Render every line of the following material as a numbered list, omitting any blank lines.

>> begin Material for this exercise

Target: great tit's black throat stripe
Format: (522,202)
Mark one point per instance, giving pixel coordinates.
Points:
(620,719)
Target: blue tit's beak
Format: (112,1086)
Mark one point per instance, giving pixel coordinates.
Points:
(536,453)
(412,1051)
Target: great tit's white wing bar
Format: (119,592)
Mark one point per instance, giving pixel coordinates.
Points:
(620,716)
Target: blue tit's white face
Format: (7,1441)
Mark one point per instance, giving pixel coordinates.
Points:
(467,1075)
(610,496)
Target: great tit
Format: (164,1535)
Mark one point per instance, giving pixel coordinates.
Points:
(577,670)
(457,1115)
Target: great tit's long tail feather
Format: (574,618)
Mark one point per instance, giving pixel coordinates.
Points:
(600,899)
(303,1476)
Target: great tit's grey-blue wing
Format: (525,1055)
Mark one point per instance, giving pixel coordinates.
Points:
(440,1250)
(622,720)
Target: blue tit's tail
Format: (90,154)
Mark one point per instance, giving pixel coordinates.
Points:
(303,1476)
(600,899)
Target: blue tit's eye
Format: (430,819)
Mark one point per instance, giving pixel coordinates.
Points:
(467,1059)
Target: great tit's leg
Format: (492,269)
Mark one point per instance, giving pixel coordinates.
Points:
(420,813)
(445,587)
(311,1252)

>> end Material for this exercise

**Exercise output**
1. Target: great tit's black throat stripe
2. Format: (522,202)
3. Mark one point per instance, giving pixel coordinates.
4. Points:
5. (620,719)
6. Target: blue tit's beak
7. Format: (112,1086)
8. Mark one point per instance, giving pixel coordinates.
9. Points:
10. (536,453)
11. (412,1051)
12. Target: great tit's white wing bar
13. Format: (119,592)
14. Mark one point per instance, giving pixel coordinates.
15. Points:
16. (620,716)
17. Target: blue tit's white face
18. Format: (7,1441)
19. Mark one point per instance, giving pixel coordinates.
20. Points:
21. (467,1075)
22. (610,496)
23. Target: great tit
24. Format: (164,1535)
25. Mark one point per instance, giving pixel coordinates.
26. Points:
27. (577,670)
28. (457,1115)
29. Target: great tit's long tail feather
30. Format: (574,618)
31. Mark one point per instance, giving pixel coordinates.
32. Points:
33. (600,899)
34. (303,1476)
35. Target: great tit's grey-blue wing
36. Format: (525,1055)
37. Mark one point per instance, giving pixel coordinates.
38. Points:
39. (440,1250)
40. (622,720)
41. Target: blue tit's tail
42. Format: (90,154)
43. Mark one point per instance, giving pixel coordinates.
44. Points:
45. (303,1476)
46. (600,899)
47. Target: blue tit's eye
48. Format: (430,819)
49. Mark one point per instance, giving pixel coordinates.
50. Points:
51. (467,1059)
52. Target: great tit's leg
53. Format: (492,269)
54. Mark one point per instance, giving pixel coordinates.
55. Points:
56. (420,813)
57. (445,587)
58. (311,1252)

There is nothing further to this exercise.